Top of Available data

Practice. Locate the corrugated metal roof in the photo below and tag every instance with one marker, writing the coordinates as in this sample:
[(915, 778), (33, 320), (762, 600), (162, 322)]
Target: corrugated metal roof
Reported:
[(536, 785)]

Bottom of Available data
Top of Available data

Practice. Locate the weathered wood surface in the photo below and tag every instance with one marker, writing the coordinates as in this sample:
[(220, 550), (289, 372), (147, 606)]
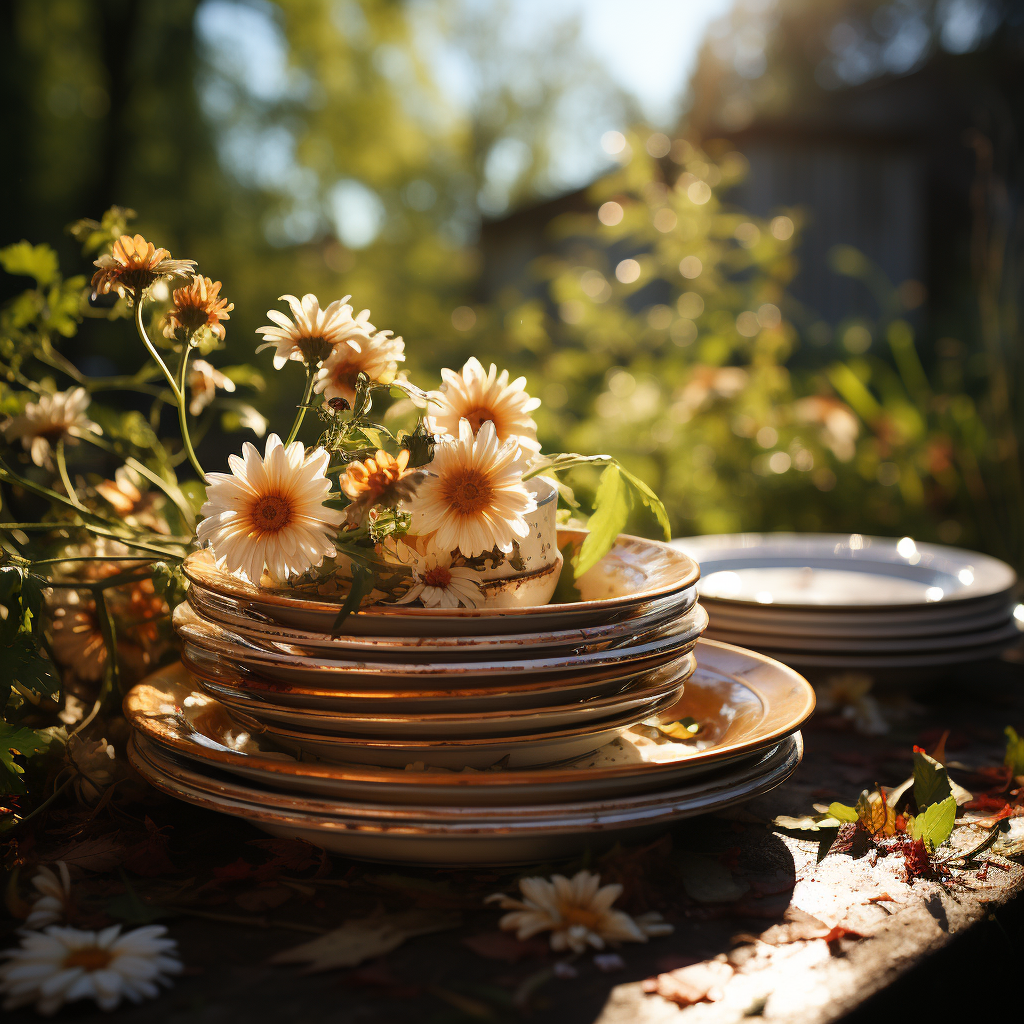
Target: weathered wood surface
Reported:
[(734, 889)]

Bottom of Available data

**What is expected**
Throughout the records above, find the lines in which the word "wood" appears and return them.

**Reply**
Practice. Locate the weathered wood surface in the photo below and tag every instance with one marker, writing the coordinates as in this sample:
Target: weathered wood surface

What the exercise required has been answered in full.